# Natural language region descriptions
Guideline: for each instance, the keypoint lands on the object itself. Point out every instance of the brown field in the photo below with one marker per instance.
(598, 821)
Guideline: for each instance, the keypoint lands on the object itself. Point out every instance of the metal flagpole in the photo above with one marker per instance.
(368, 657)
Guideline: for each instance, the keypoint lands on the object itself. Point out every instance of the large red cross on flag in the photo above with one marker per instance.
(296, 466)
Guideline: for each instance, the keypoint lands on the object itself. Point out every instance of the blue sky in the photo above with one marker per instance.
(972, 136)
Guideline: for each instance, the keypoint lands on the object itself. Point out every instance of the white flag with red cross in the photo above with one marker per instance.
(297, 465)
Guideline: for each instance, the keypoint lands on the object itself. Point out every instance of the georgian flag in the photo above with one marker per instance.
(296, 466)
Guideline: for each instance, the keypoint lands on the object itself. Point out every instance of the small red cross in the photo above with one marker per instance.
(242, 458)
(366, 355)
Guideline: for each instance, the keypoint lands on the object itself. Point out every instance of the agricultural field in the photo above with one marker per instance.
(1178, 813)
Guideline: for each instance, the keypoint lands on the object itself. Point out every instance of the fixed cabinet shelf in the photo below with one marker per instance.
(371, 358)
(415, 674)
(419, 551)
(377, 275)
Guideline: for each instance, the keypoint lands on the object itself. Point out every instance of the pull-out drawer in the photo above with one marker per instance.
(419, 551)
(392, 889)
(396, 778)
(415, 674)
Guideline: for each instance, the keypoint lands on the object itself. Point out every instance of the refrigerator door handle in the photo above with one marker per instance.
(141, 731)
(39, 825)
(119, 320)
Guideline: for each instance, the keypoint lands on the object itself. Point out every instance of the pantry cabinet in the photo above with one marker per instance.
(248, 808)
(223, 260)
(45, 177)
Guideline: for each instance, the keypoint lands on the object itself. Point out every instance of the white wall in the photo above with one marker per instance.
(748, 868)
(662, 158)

# YOUR GOAL
What you return must be the entries, given again word for word.

# ANSWER TO THIS EXERCISE
Guideline: for each instance, the keypoint lands on the object itself. Point out every instance of the brown field in the photo below with one marker per instance.
(598, 821)
Guideline: for each instance, the keypoint lands on the object itself. Point out every instance of the metal flagpole in the photo above with one marker per instance.
(368, 657)
Guideline: for each instance, the keypoint lands on the object itself. Point out every instance of the large red cross on flag in the photo above with one marker per instance.
(296, 466)
Guideline: for each instance, the keypoint lands on the object itself. Point out every instance of the blue sky in the photo above with one marker per instance.
(972, 136)
Guideline: for each instance, the keypoint lands on the object itself. Point out every instance of the white flag with red cross in the photo above with one marker per instance.
(297, 465)
Guideline: for each instance, the keypoint lands on the object itself. Point out every instance of the georgian flag in the photo above with one marker per instance.
(296, 466)
Guideline: for each instance, the keypoint lands on the object itself. Point out every instance of the small red cross in the photo above with one marker per instance.
(242, 458)
(366, 355)
Guideline: for each instance, the keypoint lands on the object itself. Point out every instance of the agricultural field in the photo above with one marker per instance.
(1178, 813)
Guideline: for each instance, the keypoint lands on the object itself. Point out every instance of the fixed cabinet shelf in the photo below with one marker per instance.
(371, 358)
(415, 674)
(419, 551)
(377, 275)
Guideline: for each instance, the keypoint lands on the object itself. Point out every instance of the pull-out drawer in the photo above with one marker per instance.
(419, 551)
(392, 889)
(396, 778)
(415, 674)
Guideline: for each instance, the keypoint lands on the object itself. Point out every instance of the refrigerator door handle in the photo above with one marker per instance.
(141, 731)
(39, 825)
(119, 320)
Guideline: for each instance, the keypoint lands on the object itself. Point out every instance of the pantry cabinet in the photo above with one marker per instance.
(248, 808)
(223, 260)
(45, 177)
Guideline: for each instance, the keypoint lands on the object itself. Point out every instance of the white wall in the photo above with one marker per instance.
(748, 868)
(662, 158)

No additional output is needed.